AIM:
Pull out each line in the data below that contains the word "gray".

RECORDS FOR THE EXERCISE:
# # # # #
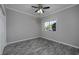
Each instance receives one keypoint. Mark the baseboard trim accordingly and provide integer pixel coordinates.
(21, 40)
(45, 38)
(62, 42)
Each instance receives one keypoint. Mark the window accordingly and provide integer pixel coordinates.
(50, 26)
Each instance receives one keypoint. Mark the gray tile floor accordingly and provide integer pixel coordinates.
(39, 46)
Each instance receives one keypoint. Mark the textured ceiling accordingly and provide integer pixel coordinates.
(27, 9)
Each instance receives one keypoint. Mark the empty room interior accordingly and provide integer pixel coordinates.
(39, 29)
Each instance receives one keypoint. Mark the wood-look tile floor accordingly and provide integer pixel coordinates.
(39, 46)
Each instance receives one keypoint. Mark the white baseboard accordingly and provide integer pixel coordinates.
(45, 38)
(21, 40)
(62, 42)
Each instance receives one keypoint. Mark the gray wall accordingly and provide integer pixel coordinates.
(2, 31)
(20, 26)
(67, 27)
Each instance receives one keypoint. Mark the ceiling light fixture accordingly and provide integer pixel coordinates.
(40, 11)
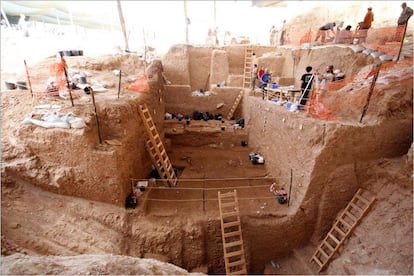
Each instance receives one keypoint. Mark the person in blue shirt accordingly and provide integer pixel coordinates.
(267, 76)
(323, 31)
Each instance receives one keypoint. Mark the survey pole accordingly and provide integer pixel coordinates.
(186, 22)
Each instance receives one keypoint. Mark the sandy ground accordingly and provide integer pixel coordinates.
(39, 222)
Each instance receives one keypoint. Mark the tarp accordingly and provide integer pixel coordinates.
(62, 12)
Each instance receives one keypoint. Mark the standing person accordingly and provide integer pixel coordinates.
(272, 36)
(324, 29)
(405, 14)
(368, 19)
(260, 73)
(344, 36)
(254, 76)
(283, 33)
(306, 85)
(267, 76)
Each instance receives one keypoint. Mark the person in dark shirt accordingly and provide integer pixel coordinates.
(306, 85)
(405, 14)
(324, 30)
(369, 17)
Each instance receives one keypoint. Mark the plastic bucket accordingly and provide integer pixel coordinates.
(21, 85)
(10, 85)
(82, 80)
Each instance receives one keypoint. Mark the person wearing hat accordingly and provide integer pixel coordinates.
(405, 14)
(324, 29)
(368, 19)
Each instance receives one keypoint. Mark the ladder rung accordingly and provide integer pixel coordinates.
(232, 234)
(230, 214)
(361, 198)
(231, 244)
(227, 194)
(228, 204)
(349, 214)
(333, 238)
(233, 254)
(231, 223)
(328, 245)
(345, 223)
(317, 261)
(233, 264)
(240, 272)
(356, 206)
(337, 229)
(323, 253)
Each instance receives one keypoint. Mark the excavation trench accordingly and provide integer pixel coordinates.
(320, 162)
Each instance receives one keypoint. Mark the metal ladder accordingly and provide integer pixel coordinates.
(248, 59)
(234, 257)
(156, 148)
(342, 229)
(235, 105)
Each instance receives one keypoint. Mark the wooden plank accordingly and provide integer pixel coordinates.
(337, 229)
(231, 224)
(353, 205)
(234, 253)
(328, 245)
(233, 264)
(232, 244)
(227, 194)
(232, 234)
(333, 238)
(344, 223)
(323, 253)
(350, 215)
(364, 200)
(231, 214)
(317, 261)
(228, 204)
(239, 272)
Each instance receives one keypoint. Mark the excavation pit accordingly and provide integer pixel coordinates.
(320, 163)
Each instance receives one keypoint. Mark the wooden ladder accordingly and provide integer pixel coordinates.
(342, 229)
(234, 258)
(235, 105)
(248, 59)
(156, 148)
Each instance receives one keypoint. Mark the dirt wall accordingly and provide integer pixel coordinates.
(176, 63)
(179, 99)
(69, 161)
(219, 71)
(200, 67)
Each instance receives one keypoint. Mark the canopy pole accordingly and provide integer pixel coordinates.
(121, 18)
(5, 17)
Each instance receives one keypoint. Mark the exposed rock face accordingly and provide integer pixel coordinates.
(86, 265)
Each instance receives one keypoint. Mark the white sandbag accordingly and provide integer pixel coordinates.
(386, 58)
(376, 54)
(293, 107)
(357, 48)
(367, 51)
(45, 124)
(51, 120)
(76, 122)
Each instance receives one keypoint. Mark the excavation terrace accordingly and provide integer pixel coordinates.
(64, 192)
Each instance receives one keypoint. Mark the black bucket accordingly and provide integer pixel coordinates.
(21, 85)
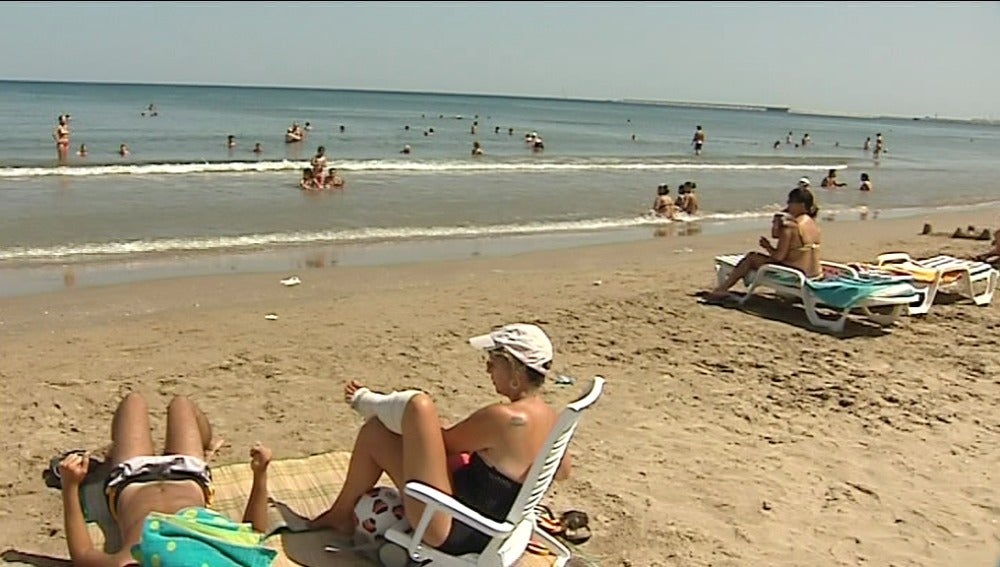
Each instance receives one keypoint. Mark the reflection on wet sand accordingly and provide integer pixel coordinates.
(677, 229)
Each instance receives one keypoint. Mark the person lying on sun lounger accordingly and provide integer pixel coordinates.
(407, 440)
(797, 245)
(143, 487)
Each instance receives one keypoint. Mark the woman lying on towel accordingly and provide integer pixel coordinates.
(156, 501)
(798, 238)
(407, 440)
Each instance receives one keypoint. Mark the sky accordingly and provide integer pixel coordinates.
(898, 59)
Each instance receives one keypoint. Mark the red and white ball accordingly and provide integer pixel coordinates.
(376, 511)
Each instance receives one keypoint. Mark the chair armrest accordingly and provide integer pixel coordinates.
(892, 257)
(778, 269)
(838, 269)
(438, 501)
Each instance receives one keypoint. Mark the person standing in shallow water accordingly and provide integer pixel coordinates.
(61, 136)
(698, 141)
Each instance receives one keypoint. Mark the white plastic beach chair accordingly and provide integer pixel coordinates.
(510, 538)
(891, 297)
(976, 280)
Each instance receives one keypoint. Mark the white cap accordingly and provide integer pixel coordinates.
(525, 342)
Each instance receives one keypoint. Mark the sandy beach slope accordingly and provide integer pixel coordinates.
(725, 437)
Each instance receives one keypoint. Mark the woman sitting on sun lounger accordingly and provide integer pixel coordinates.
(797, 246)
(481, 461)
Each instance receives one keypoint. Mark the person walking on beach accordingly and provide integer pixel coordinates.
(698, 141)
(61, 136)
(866, 184)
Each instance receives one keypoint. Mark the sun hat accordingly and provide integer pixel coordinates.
(525, 342)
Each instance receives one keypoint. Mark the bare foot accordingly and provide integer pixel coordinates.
(349, 390)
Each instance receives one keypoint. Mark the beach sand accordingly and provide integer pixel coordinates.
(725, 436)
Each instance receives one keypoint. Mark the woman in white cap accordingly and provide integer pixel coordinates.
(495, 446)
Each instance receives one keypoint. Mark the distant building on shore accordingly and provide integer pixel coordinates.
(713, 105)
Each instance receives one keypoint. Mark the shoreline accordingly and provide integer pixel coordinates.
(28, 278)
(725, 436)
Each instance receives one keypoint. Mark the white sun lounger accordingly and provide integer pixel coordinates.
(510, 538)
(976, 281)
(891, 296)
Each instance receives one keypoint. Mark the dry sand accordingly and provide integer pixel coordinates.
(725, 437)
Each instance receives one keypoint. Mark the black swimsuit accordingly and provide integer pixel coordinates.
(487, 491)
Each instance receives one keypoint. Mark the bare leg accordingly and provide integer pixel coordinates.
(130, 435)
(418, 454)
(376, 450)
(188, 430)
(750, 262)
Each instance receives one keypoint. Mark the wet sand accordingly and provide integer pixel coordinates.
(725, 436)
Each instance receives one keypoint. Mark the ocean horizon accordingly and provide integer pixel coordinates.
(182, 191)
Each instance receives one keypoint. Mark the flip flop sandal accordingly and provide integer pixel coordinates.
(576, 526)
(536, 548)
(548, 521)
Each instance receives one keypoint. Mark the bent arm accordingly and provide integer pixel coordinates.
(81, 547)
(256, 511)
(780, 252)
(477, 432)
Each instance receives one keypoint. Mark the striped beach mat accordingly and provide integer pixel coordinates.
(299, 488)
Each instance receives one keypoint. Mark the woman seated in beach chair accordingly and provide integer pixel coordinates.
(797, 236)
(143, 485)
(481, 461)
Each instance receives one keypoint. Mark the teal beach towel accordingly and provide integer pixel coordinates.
(847, 292)
(198, 537)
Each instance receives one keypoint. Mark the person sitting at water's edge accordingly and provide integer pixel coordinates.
(663, 205)
(318, 164)
(831, 180)
(481, 461)
(797, 245)
(142, 484)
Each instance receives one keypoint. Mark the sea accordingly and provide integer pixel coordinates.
(184, 203)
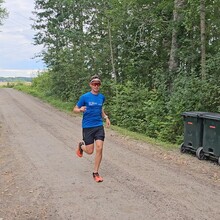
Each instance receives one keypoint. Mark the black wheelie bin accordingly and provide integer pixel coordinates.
(193, 131)
(211, 136)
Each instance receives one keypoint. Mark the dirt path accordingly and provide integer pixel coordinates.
(41, 178)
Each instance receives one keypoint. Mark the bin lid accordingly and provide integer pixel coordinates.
(193, 114)
(211, 115)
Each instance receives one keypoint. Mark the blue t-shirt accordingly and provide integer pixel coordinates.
(92, 117)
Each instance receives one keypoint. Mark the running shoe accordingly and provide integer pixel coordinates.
(79, 151)
(97, 178)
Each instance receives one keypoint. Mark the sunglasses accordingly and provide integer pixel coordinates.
(96, 84)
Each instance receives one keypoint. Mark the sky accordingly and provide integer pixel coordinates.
(17, 52)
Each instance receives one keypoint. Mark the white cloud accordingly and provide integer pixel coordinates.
(16, 40)
(17, 72)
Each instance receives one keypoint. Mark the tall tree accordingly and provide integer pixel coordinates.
(173, 61)
(3, 12)
(203, 38)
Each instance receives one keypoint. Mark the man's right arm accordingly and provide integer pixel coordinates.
(76, 109)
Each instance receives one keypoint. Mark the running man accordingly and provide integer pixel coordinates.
(91, 105)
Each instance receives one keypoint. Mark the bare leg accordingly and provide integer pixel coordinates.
(98, 156)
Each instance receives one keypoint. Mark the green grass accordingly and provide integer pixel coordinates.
(144, 138)
(67, 107)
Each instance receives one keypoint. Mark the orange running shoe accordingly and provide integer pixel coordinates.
(97, 178)
(79, 151)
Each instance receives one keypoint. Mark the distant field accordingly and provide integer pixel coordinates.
(13, 83)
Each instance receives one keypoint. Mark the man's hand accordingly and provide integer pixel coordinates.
(82, 109)
(108, 123)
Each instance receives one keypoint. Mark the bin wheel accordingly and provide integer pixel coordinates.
(200, 153)
(182, 148)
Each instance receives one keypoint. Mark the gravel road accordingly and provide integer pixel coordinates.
(41, 178)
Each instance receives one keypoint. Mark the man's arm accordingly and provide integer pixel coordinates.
(76, 109)
(108, 123)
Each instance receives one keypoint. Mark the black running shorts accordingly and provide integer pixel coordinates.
(92, 134)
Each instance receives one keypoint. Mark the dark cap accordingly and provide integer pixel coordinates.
(95, 78)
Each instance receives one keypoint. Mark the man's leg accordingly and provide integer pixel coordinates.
(98, 156)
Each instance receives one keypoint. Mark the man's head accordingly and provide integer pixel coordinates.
(95, 78)
(95, 83)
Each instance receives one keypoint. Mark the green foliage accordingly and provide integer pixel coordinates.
(145, 96)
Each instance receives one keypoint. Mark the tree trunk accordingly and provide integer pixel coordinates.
(111, 52)
(173, 61)
(203, 38)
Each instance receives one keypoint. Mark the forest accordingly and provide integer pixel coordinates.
(156, 59)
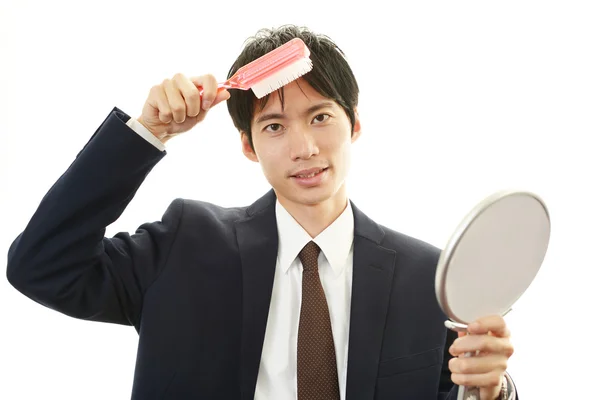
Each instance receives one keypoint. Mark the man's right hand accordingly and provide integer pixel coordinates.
(175, 106)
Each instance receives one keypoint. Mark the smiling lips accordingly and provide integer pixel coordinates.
(308, 173)
(310, 177)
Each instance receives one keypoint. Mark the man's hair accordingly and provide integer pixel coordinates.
(331, 75)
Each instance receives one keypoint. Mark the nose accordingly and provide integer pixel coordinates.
(302, 144)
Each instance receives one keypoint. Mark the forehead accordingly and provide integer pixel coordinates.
(296, 95)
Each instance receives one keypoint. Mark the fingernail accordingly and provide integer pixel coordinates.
(475, 326)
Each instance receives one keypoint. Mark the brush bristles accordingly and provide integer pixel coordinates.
(282, 77)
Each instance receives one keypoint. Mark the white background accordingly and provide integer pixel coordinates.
(458, 100)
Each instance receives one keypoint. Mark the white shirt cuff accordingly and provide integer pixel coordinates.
(145, 133)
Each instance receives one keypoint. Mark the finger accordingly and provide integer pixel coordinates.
(176, 102)
(490, 379)
(190, 94)
(481, 343)
(222, 95)
(208, 83)
(494, 323)
(158, 100)
(479, 364)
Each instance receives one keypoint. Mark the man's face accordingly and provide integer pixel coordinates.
(304, 149)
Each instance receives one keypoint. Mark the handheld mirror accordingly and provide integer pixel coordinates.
(491, 259)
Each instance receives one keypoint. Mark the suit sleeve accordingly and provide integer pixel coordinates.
(62, 259)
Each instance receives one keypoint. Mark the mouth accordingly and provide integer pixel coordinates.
(310, 177)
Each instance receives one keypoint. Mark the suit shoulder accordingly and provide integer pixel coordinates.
(193, 208)
(409, 246)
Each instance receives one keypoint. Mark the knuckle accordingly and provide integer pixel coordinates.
(177, 109)
(461, 379)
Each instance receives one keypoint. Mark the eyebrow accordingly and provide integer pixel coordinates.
(310, 110)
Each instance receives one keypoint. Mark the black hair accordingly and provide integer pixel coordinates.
(331, 75)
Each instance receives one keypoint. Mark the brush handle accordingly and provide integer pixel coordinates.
(220, 86)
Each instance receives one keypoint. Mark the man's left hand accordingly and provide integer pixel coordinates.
(491, 338)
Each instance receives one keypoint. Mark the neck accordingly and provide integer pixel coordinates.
(315, 218)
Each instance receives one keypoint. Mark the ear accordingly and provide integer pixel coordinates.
(246, 148)
(357, 127)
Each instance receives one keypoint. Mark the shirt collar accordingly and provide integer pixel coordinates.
(335, 241)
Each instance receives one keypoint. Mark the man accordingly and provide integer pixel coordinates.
(299, 295)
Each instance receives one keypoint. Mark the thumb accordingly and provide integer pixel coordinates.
(222, 95)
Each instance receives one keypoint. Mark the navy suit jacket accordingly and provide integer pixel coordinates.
(197, 284)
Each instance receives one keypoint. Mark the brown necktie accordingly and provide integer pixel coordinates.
(317, 369)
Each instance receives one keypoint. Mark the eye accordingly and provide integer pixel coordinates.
(273, 128)
(322, 118)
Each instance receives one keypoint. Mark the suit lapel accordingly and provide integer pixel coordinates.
(257, 239)
(373, 269)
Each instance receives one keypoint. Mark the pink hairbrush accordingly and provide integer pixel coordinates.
(272, 71)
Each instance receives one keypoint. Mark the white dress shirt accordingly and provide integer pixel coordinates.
(277, 377)
(277, 372)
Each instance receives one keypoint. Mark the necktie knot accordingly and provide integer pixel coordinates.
(309, 256)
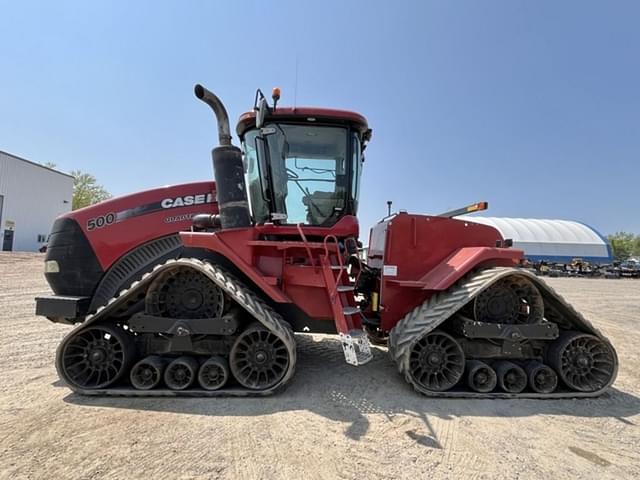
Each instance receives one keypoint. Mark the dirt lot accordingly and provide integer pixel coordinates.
(335, 421)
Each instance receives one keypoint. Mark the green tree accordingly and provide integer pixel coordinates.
(86, 190)
(624, 245)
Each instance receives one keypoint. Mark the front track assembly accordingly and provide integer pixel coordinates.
(501, 333)
(103, 356)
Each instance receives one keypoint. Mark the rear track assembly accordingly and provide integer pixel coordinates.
(583, 358)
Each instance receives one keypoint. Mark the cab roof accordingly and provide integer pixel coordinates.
(305, 115)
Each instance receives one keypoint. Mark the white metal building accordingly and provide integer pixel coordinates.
(550, 240)
(31, 197)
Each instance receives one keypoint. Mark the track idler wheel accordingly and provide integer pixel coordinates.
(376, 336)
(181, 373)
(481, 377)
(259, 359)
(584, 362)
(511, 377)
(147, 373)
(436, 361)
(542, 378)
(213, 373)
(511, 300)
(95, 357)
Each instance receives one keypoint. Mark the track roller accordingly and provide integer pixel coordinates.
(147, 373)
(181, 373)
(95, 357)
(584, 362)
(213, 373)
(542, 378)
(481, 377)
(511, 377)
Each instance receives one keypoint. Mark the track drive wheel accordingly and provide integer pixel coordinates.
(185, 293)
(511, 300)
(584, 362)
(436, 362)
(259, 359)
(95, 357)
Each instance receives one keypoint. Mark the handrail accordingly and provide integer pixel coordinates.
(340, 263)
(306, 244)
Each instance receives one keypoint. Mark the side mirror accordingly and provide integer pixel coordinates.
(262, 108)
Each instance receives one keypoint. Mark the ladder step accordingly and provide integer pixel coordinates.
(346, 288)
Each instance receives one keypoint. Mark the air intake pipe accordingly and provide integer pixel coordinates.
(228, 169)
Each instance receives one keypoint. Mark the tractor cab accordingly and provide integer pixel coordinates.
(302, 165)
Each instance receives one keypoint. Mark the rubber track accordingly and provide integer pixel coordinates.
(441, 306)
(253, 304)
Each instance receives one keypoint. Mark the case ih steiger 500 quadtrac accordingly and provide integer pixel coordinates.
(198, 289)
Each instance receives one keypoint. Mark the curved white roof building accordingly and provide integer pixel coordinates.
(551, 240)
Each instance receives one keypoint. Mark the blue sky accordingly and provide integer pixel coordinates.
(533, 106)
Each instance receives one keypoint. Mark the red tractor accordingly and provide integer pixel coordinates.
(198, 289)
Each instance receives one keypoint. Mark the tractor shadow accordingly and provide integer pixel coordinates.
(325, 385)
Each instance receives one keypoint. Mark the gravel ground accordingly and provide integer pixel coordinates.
(334, 421)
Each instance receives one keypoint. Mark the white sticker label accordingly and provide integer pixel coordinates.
(390, 270)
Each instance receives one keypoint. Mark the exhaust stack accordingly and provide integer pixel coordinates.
(228, 169)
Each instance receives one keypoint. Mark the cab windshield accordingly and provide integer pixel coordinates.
(303, 172)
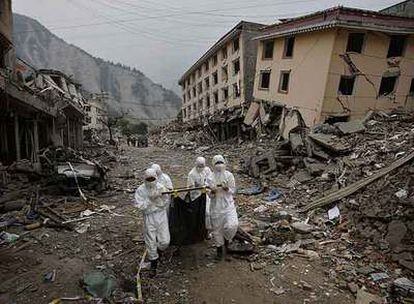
# # # # #
ANSWER TO THE TASK:
Each instance receives one keypoint. Mark the gray tile floor accordingly and provide integer pixel coordinates.
Each instance receives one keypoint. Mark the gray wall accordingly and provide integer pixel coordinates.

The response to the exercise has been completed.